LESETEXT:
━━━━━━━━
Grefrath Schlichten und Versöhnen als eine Berufung

Angelika Bellgardt ist seit elf Jahren Schiedsfrau für Grefraths Ortsteile Oedt und Mülhausen.

Foto: Baum

Mülhausen. Fast 190 Jahre gibt es bereits das Amt des Schiedmannes. Und die Aufgabe ist in den Städten und Gemeinden sehr gefragt. Meist waren es in der Gemeinde Grefrath Männer, die dieses Ehrenamt ausgeübt haben. Eine Ausnahme stellt da Angelika Bellgardt aus Mülhausen dar — und das schon seit elf Jahren.

„Schlichten statt Richten“ lautet ihr Motto. Angelika Bellgardt absolviert derzeit ihre dritte Amtszeit als Schiedsfrau für Oedt und Mülhausen. „Man wird ruhiger und sachlicher, je länger man das macht“, hat sie festgestellt.

In diesem Jahr hat sie bereits sechs Fälle bearbeitet. Gut 60 waren es in dem Jahrzehnt davor. In dieser Zahl sind die sogenannten Tür- und Angelfälle nicht enthalten. Das sind Probleme, die die Schiedspersonen bereits an der Haustür oder am Telefon lösen konnten. „Vieles kommt nicht zu Schlichtungsfällen“, so Angelika Bellgardt.
━━━━━━━━
GESPEICHERTE DATENSÄTZE:
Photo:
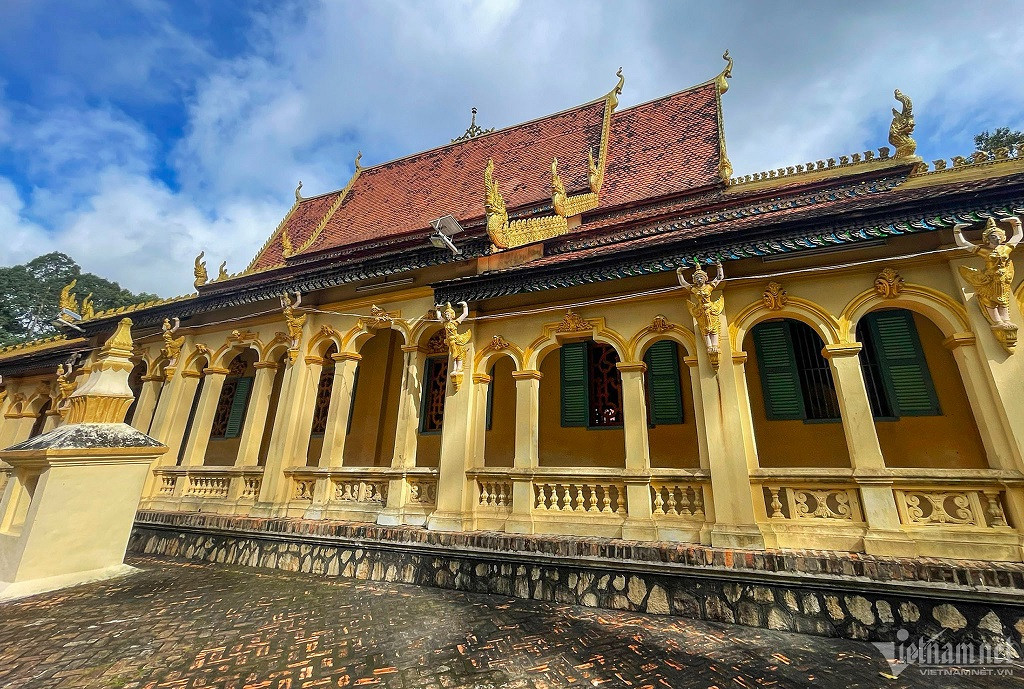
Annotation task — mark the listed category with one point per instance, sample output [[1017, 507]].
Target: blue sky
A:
[[133, 134]]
━━━━━━━━
Schreibe den Text über die Schiedsfrau aus Mülhausen, der oben steht, vollständig und wortgetreu ab.

ANTWORT:
Grefrath Schlichten und Versöhnen als eine Berufung

Angelika Bellgardt ist seit elf Jahren Schiedsfrau für Grefraths Ortsteile Oedt und Mülhausen.

Foto: Baum

Mülhausen. Fast 190 Jahre gibt es bereits das Amt des Schiedmannes. Und die Aufgabe ist in den Städten und Gemeinden sehr gefragt. Meist waren es in der Gemeinde Grefrath Männer, die dieses Ehrenamt ausgeübt haben. Eine Ausnahme stellt da Angelika Bellgardt aus Mülhausen dar — und das schon seit elf Jahren.

„Schlichten statt Richten“ lautet ihr Motto. Angelika Bellgardt absolviert derzeit ihre dritte Amtszeit als Schiedsfrau für Oedt und Mülhausen. „Man wird ruhiger und sachlicher, je länger man das macht“, hat sie festgestellt.

In diesem Jahr hat sie bereits sechs Fälle bearbeitet. Gut 60 waren es in dem Jahrzehnt davor. In dieser Zahl sind die sogenannten Tür- und Angelfälle nicht enthalten. Das sind Probleme, die die Schiedspersonen bereits an der Haustür oder am Telefon lösen konnten. „Vieles kommt nicht zu Schlichtungsfällen“, so Angelika Bellgardt.